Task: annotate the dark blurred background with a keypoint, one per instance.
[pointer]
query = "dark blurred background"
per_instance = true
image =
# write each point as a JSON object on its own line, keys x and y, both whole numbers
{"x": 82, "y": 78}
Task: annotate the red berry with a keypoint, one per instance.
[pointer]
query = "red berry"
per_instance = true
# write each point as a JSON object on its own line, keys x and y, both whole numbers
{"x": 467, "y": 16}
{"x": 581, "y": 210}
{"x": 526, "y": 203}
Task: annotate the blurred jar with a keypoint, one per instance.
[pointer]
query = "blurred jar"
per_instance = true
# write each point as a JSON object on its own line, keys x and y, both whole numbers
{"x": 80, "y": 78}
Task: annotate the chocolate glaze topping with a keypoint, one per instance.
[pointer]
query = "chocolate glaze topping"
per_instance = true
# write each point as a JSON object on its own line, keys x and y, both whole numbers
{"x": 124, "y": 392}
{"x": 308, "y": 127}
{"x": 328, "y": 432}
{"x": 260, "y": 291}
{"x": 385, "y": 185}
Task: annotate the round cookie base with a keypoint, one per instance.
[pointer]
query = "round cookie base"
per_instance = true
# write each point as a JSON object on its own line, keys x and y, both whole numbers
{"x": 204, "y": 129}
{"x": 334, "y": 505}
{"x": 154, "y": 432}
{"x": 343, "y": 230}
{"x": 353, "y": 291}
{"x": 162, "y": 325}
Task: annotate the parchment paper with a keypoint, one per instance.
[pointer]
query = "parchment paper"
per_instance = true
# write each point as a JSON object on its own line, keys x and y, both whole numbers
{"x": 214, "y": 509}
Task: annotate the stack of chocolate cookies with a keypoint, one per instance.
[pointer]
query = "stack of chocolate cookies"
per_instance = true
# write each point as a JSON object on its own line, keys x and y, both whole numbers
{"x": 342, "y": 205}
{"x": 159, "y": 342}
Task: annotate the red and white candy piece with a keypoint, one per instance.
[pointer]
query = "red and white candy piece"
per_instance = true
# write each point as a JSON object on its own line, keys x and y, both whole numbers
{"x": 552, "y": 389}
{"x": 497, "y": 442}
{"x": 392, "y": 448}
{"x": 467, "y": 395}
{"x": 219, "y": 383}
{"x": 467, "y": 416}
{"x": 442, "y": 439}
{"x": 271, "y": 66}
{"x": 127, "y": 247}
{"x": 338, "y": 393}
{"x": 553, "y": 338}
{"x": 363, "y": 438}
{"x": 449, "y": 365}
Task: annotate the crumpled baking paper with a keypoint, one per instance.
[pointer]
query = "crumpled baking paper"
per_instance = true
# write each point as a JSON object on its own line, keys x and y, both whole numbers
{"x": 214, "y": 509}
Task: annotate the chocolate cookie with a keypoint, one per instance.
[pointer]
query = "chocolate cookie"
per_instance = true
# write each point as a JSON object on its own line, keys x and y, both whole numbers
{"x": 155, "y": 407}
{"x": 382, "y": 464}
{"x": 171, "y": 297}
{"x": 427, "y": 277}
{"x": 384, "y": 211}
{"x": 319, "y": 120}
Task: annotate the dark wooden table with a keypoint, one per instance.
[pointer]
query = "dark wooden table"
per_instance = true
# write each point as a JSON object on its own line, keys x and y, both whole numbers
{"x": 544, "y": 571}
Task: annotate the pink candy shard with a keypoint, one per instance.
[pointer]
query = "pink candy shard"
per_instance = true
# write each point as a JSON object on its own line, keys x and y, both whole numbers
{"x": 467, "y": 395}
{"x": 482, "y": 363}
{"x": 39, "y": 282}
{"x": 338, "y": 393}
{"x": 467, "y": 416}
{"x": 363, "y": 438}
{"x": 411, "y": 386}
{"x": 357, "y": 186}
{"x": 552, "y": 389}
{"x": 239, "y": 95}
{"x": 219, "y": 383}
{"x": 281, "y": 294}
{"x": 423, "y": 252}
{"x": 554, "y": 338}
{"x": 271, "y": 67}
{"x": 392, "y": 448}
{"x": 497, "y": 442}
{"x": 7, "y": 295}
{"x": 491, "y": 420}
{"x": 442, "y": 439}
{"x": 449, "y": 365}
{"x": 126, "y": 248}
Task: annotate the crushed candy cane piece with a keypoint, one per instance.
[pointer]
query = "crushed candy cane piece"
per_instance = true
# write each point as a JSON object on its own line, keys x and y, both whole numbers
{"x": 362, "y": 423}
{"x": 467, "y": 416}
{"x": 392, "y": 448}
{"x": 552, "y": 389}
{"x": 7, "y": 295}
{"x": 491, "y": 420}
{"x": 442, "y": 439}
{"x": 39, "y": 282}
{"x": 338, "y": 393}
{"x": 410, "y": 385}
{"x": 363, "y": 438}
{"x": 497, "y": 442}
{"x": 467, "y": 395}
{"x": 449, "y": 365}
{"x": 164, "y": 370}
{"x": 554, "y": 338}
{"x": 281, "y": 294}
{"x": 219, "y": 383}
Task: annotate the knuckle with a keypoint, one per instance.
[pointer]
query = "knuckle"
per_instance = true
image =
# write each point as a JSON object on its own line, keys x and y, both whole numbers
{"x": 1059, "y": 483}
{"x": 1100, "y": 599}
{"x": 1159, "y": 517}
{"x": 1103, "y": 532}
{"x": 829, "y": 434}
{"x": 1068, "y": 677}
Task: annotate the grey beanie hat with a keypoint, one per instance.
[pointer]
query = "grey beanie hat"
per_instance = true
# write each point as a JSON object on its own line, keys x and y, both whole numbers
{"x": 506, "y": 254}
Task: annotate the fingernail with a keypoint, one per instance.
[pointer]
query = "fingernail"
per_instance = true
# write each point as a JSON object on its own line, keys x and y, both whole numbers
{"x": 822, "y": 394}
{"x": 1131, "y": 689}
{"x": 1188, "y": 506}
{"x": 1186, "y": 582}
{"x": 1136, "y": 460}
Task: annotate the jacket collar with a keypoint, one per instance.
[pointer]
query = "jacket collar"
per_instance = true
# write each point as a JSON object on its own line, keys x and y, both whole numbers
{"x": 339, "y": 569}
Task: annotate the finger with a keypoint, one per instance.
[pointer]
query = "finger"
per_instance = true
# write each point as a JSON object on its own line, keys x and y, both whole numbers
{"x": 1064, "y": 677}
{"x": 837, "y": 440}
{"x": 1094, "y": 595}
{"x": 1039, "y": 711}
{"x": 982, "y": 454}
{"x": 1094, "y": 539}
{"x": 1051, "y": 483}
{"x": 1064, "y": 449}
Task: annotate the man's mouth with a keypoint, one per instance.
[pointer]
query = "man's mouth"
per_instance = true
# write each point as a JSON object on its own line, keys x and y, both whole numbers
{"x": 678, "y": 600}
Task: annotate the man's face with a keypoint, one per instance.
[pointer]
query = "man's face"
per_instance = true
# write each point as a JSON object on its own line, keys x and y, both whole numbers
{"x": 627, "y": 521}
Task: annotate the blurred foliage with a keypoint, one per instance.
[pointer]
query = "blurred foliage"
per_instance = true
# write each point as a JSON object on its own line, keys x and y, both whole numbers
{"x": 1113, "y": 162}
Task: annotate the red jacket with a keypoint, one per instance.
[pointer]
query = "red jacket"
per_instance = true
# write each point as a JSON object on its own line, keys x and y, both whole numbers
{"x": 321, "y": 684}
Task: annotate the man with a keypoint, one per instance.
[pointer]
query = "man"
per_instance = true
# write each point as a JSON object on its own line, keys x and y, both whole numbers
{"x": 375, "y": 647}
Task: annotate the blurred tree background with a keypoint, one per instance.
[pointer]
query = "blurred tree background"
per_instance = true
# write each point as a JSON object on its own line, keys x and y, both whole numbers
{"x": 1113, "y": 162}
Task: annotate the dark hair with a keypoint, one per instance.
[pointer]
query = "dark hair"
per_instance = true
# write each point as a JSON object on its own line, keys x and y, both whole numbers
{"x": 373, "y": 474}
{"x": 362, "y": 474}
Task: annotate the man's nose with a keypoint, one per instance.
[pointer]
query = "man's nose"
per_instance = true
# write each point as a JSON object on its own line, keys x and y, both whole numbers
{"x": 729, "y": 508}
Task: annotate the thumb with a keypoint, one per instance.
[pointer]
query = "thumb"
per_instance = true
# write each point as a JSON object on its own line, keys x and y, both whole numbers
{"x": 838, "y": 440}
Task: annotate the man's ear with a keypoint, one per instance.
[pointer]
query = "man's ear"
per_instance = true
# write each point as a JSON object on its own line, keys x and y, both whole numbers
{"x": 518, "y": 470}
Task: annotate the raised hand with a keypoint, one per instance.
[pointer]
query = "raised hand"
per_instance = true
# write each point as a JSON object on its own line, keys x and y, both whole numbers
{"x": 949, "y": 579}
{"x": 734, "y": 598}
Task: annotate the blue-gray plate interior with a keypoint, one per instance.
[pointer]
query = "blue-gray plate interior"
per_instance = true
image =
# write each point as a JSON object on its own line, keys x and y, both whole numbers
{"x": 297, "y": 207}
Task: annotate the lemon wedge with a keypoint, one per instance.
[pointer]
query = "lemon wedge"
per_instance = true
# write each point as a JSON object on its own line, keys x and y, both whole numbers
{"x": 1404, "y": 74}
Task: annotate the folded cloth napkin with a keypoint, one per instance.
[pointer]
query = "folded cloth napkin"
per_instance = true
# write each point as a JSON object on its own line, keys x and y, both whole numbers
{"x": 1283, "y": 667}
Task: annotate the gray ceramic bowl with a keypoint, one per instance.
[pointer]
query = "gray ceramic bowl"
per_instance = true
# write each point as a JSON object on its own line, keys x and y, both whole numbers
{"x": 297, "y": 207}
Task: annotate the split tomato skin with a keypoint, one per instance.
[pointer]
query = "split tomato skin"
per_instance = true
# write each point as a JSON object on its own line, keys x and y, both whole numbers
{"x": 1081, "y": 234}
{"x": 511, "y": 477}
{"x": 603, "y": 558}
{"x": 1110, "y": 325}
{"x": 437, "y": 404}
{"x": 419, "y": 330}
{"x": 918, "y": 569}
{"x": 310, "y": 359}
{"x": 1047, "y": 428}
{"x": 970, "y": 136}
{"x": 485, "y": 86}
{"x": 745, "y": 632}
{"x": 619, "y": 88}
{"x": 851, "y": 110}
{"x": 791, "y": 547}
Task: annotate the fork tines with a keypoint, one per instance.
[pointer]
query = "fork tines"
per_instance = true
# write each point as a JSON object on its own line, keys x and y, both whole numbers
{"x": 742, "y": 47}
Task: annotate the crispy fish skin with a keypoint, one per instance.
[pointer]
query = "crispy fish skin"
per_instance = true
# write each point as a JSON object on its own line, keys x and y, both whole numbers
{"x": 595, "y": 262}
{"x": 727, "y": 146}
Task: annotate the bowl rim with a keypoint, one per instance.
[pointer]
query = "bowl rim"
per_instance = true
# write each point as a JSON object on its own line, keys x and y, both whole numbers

What is asked: Give the lines exactly as they stand, from the line with "Task: annotate the fork" through the end of the material.

Output of the task:
Task: annotate the fork tines with a keypoint, one per instance.
[pointer]
query = "fork tines"
per_instance = true
# write each point as a JSON object on its own line, keys x and y, both whole numbers
{"x": 742, "y": 47}
Task: annotate the crispy fish skin with a keypoint, one per instance.
[pointer]
query = "crispy fish skin"
per_instance = true
# write each point as a JSON object on its own line, keys x and y, both whole numbers
{"x": 595, "y": 262}
{"x": 727, "y": 146}
Task: annotate the bowl rim with a keypoint, one per instance.
[pointer]
query = "bowl rim"
per_instance = true
# write each point as a JSON object on its own line, keys x and y, both whole numbers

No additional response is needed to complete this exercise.